--- begin DATASET ENTRIES ---
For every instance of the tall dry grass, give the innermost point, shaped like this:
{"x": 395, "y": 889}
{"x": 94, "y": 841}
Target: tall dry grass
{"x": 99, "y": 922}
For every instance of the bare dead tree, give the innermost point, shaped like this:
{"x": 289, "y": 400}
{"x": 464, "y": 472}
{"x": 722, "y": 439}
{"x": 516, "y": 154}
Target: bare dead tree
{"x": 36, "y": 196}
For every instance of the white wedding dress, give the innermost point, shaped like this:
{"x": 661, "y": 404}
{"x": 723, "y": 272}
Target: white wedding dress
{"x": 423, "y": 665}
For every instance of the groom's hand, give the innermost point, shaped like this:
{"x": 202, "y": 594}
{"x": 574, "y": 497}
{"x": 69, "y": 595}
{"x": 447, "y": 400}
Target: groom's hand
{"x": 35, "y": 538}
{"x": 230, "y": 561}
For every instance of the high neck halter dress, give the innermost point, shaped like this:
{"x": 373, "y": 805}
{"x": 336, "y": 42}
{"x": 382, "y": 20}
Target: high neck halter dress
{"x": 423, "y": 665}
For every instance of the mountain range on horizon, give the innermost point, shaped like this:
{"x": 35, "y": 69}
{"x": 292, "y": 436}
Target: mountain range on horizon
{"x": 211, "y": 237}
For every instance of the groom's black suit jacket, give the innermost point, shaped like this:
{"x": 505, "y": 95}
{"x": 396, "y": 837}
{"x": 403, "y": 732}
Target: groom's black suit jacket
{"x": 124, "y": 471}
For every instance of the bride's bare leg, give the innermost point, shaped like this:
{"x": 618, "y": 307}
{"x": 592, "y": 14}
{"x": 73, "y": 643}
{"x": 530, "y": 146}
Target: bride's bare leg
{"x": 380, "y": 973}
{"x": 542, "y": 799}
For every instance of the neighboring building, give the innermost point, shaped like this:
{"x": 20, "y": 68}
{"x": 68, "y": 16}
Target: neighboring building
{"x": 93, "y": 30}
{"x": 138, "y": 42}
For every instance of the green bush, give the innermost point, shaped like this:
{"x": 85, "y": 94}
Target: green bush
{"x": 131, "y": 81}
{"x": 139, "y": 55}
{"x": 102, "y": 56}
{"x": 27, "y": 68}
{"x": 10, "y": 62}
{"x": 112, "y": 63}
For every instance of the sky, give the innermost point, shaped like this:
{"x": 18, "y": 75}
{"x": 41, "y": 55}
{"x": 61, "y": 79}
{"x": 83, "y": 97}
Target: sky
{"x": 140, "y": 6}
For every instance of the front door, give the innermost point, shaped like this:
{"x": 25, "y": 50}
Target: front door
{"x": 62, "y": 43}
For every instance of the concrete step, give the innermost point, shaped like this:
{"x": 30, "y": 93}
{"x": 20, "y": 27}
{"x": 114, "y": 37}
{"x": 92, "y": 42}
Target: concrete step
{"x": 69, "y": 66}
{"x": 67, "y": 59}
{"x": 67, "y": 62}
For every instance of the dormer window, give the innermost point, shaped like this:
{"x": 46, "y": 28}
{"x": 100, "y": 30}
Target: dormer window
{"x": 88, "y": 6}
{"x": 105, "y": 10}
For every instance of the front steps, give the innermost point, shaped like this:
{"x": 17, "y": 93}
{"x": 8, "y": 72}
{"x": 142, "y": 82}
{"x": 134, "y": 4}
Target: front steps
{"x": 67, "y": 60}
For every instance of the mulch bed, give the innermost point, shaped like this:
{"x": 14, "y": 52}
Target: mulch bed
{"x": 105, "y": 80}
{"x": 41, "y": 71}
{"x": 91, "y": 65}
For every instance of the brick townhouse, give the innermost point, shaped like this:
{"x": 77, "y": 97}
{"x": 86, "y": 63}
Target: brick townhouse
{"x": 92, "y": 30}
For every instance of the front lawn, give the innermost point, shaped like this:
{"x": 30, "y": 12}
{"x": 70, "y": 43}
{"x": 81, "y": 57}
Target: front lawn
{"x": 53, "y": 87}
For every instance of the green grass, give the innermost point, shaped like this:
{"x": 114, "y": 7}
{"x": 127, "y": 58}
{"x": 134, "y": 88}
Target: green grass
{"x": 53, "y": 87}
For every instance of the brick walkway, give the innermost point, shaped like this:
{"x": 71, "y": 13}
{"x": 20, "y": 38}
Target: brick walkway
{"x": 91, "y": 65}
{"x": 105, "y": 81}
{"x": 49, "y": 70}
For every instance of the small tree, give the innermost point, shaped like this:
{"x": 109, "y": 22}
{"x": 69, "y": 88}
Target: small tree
--- end DATASET ENTRIES ---
§ **EXERCISE OBJECTIVE**: Format every line of the material above as a Markdown table with two columns, No. and Line, numbering the rows and omitting blank lines.

§ **COMPLETE OUTPUT**:
| No. | Line |
|---|---|
| 1 | For every instance of the tall dry grass, give the innermost point, shaped like this: |
| 2 | {"x": 395, "y": 889} |
| 3 | {"x": 94, "y": 841} |
| 4 | Target: tall dry grass |
| 5 | {"x": 99, "y": 922} |
| 6 | For every instance of the bare dead tree, give the innermost point, shaped like this: |
| 7 | {"x": 289, "y": 400} |
| 8 | {"x": 464, "y": 472} |
| 9 | {"x": 722, "y": 439} |
| 10 | {"x": 516, "y": 154} |
| 11 | Target: bare dead tree |
| 12 | {"x": 36, "y": 196} |
| 13 | For every instance of the white wedding dress, give the innermost point, shaped like this: |
| 14 | {"x": 661, "y": 404} |
| 15 | {"x": 723, "y": 272} |
| 16 | Target: white wedding dress |
| 17 | {"x": 423, "y": 665} |
| 18 | For every instance of the groom's hand, give the innermost point, shaped like this: |
| 19 | {"x": 202, "y": 594} |
| 20 | {"x": 574, "y": 497} |
| 21 | {"x": 69, "y": 595} |
| 22 | {"x": 447, "y": 400} |
| 23 | Target: groom's hand |
| 24 | {"x": 35, "y": 538} |
| 25 | {"x": 230, "y": 561} |
| 26 | For every instance of the high neck halter dress, give the innermost point, shaped like this: |
| 27 | {"x": 373, "y": 805} |
| 28 | {"x": 336, "y": 42} |
| 29 | {"x": 382, "y": 20} |
| 30 | Target: high neck halter dress |
| 31 | {"x": 423, "y": 665} |
| 32 | For every instance of the mountain range on horizon, give the innermost point, shaped like this: |
| 33 | {"x": 35, "y": 69} |
| 34 | {"x": 292, "y": 436} |
| 35 | Target: mountain range on horizon |
| 36 | {"x": 211, "y": 237} |
| 37 | For every instance of the groom's black suit jacket, give the innermost point, shaped like this: |
| 38 | {"x": 505, "y": 95} |
| 39 | {"x": 396, "y": 837} |
| 40 | {"x": 403, "y": 732} |
| 41 | Target: groom's black suit jacket |
| 42 | {"x": 124, "y": 471} |
| 43 | For every instance of the bride's bare leg, give the innermost point, shaped like this: |
| 44 | {"x": 618, "y": 307} |
| 45 | {"x": 592, "y": 14} |
| 46 | {"x": 73, "y": 643} |
| 47 | {"x": 530, "y": 146} |
| 48 | Target: bride's bare leg |
| 49 | {"x": 380, "y": 973} |
| 50 | {"x": 542, "y": 799} |
| 51 | For every instance of the neighboring building, give the innermost point, shaped like this: |
| 52 | {"x": 20, "y": 68} |
| 53 | {"x": 68, "y": 16} |
| 54 | Target: neighboring building |
| 55 | {"x": 93, "y": 30} |
| 56 | {"x": 138, "y": 42} |
| 57 | For every instance of the green bush, give the innermost point, shaped like this: |
| 58 | {"x": 85, "y": 94} |
| 59 | Target: green bush |
| 60 | {"x": 131, "y": 81} |
| 61 | {"x": 139, "y": 55} |
| 62 | {"x": 102, "y": 56} |
| 63 | {"x": 27, "y": 68} |
| 64 | {"x": 10, "y": 62} |
| 65 | {"x": 112, "y": 63} |
| 66 | For every instance of the sky, give the innermost point, shaped like this: |
| 67 | {"x": 18, "y": 75} |
| 68 | {"x": 41, "y": 55} |
| 69 | {"x": 61, "y": 79} |
| 70 | {"x": 83, "y": 97} |
| 71 | Target: sky |
| 72 | {"x": 140, "y": 6} |
| 73 | For every instance of the front door, give the innermost point, shaped like this: |
| 74 | {"x": 25, "y": 50} |
| 75 | Target: front door |
| 76 | {"x": 62, "y": 43} |
| 77 | For every instance of the concrete step, give the innermost point, shaped like this: |
| 78 | {"x": 30, "y": 93} |
| 79 | {"x": 20, "y": 27} |
| 80 | {"x": 114, "y": 37} |
| 81 | {"x": 92, "y": 42} |
| 82 | Target: concrete step |
| 83 | {"x": 69, "y": 66} |
| 84 | {"x": 67, "y": 59} |
| 85 | {"x": 67, "y": 62} |
| 86 | For every instance of the dormer window, give the innermost point, shaped like this: |
| 87 | {"x": 46, "y": 28} |
| 88 | {"x": 100, "y": 30} |
| 89 | Target: dormer window |
| 90 | {"x": 88, "y": 6} |
| 91 | {"x": 105, "y": 10} |
| 92 | For every instance of the front steps, give the innermost point, shaped like this: |
| 93 | {"x": 17, "y": 93} |
| 94 | {"x": 8, "y": 72} |
| 95 | {"x": 142, "y": 82} |
| 96 | {"x": 134, "y": 4} |
| 97 | Target: front steps |
| 98 | {"x": 67, "y": 60} |
| 99 | For every instance of the mulch bed, give the innermost point, shaped like this: |
| 100 | {"x": 14, "y": 52} |
| 101 | Target: mulch bed |
| 102 | {"x": 105, "y": 80} |
| 103 | {"x": 41, "y": 71} |
| 104 | {"x": 91, "y": 65} |
| 105 | For every instance of the brick townhouse, give the innermost point, shaped like this: |
| 106 | {"x": 77, "y": 97} |
| 107 | {"x": 86, "y": 63} |
| 108 | Target: brick townhouse |
| 109 | {"x": 92, "y": 30} |
| 110 | For every instance of the front lawn, give the innermost point, shaped like this: |
| 111 | {"x": 30, "y": 12} |
| 112 | {"x": 70, "y": 43} |
| 113 | {"x": 81, "y": 57} |
| 114 | Target: front lawn |
| 115 | {"x": 53, "y": 87} |
| 116 | For every instance of the green grass, give the innermost point, shaped like this: |
| 117 | {"x": 114, "y": 7} |
| 118 | {"x": 127, "y": 58} |
| 119 | {"x": 134, "y": 88} |
| 120 | Target: green grass |
| 121 | {"x": 53, "y": 87} |
| 122 | For every instance of the brick walkway, give the innermost point, shaped like this: |
| 123 | {"x": 71, "y": 13} |
| 124 | {"x": 20, "y": 38} |
| 125 | Target: brick walkway |
| 126 | {"x": 91, "y": 65} |
| 127 | {"x": 105, "y": 81} |
| 128 | {"x": 49, "y": 70} |
| 129 | For every instance of the small tree, give the innermost point, shaped like this: |
| 130 | {"x": 109, "y": 22} |
| 131 | {"x": 69, "y": 88} |
| 132 | Target: small tree |